* [Problem details] Transcribe precisely those lines of the listing that fall between the line containing "Where can the vintage" and the last line, inclusive of both.

* [Data to process]

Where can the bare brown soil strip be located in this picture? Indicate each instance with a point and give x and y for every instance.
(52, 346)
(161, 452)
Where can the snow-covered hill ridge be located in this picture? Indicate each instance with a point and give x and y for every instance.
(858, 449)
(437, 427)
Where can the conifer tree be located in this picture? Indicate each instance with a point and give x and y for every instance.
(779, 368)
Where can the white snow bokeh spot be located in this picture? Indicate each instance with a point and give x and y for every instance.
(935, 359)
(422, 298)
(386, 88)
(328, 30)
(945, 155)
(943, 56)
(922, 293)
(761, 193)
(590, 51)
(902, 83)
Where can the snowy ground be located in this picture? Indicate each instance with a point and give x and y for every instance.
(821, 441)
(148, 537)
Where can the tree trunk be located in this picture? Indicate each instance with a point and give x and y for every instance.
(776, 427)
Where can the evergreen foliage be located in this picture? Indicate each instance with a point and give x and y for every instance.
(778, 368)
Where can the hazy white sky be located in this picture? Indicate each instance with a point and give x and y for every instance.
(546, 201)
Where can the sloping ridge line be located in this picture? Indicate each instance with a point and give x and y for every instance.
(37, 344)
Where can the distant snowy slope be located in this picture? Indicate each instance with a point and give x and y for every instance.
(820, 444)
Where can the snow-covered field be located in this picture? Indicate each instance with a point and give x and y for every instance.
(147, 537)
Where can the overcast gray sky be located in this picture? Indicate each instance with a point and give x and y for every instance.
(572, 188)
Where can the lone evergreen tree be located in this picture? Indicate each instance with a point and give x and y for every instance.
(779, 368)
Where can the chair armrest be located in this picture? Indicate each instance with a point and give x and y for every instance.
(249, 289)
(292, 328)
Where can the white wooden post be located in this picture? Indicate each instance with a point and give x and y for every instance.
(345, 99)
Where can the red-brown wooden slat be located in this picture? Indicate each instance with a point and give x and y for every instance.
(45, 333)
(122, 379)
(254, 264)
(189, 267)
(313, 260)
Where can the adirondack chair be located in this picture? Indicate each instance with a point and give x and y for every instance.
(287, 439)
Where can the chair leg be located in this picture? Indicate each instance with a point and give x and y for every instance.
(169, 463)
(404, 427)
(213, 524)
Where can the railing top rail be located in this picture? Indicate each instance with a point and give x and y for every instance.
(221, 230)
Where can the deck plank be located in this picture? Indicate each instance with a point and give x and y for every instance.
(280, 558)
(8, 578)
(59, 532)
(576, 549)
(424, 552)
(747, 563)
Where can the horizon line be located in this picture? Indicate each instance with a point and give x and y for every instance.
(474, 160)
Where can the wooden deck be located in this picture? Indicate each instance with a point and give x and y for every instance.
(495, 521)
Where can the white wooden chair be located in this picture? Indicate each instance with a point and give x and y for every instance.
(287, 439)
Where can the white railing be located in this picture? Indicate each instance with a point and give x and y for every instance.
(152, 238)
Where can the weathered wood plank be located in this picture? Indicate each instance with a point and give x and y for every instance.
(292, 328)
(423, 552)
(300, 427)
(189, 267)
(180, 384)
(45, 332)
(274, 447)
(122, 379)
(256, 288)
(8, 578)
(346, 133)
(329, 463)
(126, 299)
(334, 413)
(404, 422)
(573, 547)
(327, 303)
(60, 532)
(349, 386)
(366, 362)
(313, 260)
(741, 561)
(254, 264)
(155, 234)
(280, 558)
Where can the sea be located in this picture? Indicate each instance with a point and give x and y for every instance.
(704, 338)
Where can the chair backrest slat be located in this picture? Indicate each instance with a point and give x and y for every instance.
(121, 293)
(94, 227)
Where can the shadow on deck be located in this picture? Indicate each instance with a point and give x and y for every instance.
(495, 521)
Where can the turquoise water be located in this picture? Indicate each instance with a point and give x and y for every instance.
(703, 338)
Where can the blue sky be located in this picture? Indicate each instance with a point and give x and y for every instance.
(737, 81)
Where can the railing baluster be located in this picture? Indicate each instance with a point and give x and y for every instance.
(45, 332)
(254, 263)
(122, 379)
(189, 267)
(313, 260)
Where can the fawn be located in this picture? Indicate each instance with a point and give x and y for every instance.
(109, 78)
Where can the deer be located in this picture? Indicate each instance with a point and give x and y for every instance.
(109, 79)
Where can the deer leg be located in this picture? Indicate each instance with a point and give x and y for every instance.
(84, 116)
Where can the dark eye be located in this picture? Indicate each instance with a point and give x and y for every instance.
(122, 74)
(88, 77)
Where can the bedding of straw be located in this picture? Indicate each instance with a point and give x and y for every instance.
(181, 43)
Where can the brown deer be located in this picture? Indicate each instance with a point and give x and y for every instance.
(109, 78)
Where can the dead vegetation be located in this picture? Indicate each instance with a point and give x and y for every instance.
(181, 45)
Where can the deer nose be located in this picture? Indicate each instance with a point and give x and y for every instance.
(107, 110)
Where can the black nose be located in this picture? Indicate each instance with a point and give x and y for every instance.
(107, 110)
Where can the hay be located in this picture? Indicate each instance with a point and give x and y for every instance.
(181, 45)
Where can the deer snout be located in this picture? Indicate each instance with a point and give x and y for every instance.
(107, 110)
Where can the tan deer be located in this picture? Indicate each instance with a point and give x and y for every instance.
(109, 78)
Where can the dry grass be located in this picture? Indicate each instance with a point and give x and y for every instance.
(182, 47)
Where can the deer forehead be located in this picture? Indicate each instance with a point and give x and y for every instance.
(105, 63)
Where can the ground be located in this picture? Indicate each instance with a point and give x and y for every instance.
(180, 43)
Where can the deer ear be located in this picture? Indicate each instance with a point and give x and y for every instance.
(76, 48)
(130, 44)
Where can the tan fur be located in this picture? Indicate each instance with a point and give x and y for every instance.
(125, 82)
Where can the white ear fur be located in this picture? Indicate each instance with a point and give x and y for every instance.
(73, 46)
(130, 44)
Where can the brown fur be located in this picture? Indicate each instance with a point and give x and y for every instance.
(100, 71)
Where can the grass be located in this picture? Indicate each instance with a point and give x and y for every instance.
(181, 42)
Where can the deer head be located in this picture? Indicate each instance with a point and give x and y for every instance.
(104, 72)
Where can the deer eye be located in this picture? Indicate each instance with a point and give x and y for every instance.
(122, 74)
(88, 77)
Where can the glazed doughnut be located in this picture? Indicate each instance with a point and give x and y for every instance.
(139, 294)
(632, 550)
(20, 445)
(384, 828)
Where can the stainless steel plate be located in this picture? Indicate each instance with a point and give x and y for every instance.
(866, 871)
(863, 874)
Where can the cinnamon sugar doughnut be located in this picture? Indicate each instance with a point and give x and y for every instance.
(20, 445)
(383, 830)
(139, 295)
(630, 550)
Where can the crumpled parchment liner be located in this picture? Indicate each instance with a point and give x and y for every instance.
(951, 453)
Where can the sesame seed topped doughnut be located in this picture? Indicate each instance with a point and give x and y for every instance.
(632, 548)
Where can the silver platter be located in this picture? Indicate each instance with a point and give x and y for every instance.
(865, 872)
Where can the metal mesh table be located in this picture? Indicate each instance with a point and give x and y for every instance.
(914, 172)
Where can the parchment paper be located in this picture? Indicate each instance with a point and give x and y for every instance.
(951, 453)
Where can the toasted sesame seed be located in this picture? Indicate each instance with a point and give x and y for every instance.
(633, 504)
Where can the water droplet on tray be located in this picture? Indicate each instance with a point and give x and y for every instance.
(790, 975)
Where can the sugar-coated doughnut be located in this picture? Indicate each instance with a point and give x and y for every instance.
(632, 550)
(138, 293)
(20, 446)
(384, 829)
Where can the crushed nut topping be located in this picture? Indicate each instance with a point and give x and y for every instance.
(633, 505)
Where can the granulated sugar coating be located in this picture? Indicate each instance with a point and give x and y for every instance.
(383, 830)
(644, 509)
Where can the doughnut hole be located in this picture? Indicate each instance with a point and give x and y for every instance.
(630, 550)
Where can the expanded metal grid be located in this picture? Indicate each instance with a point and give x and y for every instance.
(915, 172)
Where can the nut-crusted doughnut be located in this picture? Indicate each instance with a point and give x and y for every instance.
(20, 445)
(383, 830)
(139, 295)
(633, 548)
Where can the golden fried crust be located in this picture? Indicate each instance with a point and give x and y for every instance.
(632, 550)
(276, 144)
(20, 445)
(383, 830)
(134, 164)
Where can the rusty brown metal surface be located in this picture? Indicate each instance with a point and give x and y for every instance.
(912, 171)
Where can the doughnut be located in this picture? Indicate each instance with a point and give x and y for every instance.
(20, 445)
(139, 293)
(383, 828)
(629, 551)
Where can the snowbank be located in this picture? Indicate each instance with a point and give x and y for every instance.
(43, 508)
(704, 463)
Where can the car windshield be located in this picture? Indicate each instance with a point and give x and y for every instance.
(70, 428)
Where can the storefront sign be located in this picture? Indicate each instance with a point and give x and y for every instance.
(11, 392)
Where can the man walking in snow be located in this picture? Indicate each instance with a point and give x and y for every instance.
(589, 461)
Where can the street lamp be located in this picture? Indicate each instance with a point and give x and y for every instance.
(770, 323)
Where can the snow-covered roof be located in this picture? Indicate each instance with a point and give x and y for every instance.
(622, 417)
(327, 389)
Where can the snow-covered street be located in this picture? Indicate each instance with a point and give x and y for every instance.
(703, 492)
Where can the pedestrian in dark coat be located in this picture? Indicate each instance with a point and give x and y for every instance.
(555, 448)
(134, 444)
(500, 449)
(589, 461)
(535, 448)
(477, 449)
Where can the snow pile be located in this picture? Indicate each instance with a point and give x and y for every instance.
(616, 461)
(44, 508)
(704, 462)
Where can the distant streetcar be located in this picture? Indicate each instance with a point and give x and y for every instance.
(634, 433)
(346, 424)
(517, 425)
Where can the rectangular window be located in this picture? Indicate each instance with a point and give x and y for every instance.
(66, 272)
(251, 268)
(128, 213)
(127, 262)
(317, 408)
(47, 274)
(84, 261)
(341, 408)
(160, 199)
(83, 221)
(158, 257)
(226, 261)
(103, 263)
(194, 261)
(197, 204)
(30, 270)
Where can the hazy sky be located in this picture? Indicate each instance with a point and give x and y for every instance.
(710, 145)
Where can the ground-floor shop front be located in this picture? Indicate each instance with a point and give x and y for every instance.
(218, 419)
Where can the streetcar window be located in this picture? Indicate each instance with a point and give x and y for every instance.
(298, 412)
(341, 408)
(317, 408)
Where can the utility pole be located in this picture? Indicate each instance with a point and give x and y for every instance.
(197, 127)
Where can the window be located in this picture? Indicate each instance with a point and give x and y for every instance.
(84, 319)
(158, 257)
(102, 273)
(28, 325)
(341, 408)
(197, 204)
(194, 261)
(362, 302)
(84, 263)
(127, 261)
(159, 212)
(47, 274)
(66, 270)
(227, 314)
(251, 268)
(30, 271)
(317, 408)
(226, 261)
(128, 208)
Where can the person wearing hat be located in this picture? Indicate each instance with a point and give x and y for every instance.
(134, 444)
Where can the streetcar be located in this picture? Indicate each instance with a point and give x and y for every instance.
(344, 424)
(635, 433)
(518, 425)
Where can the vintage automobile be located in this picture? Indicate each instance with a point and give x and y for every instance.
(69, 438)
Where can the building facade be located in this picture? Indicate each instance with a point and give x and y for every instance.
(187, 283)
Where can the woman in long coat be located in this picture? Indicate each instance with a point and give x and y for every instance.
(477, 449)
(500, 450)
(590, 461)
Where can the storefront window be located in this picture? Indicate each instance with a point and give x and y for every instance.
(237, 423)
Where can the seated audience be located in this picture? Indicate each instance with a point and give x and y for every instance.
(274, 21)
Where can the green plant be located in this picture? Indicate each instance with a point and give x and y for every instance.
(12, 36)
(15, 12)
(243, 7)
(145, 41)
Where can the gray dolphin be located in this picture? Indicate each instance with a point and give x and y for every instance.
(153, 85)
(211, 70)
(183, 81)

* [Reply to the exercise]
Where can the vintage automobile be located in this picture? Indicate each instance with a point and give x and y for every instance.
(69, 438)
Where can the building facade be located in this picture? Indicate each instance with a point and give x and y for every instance.
(187, 283)
Where can the woman in long coat be located in this picture? Indicate each instance with a point and give x and y for every instance.
(477, 449)
(500, 450)
(590, 461)
Where can the storefront window be located in this picture? Indicate each instance with a point and give x and y for every instance.
(237, 423)
Where can the seated audience be located in this picture? Indicate each instance with a point and give x and y for every instance.
(274, 21)
Where can the green plant be located in this picture? Indicate each instance with a point and give x and y for every instance.
(12, 36)
(15, 12)
(243, 7)
(145, 41)
Where can the gray dolphin be located in this picture? Indicate each instance with a point and give x and y for every instance.
(153, 85)
(211, 70)
(183, 81)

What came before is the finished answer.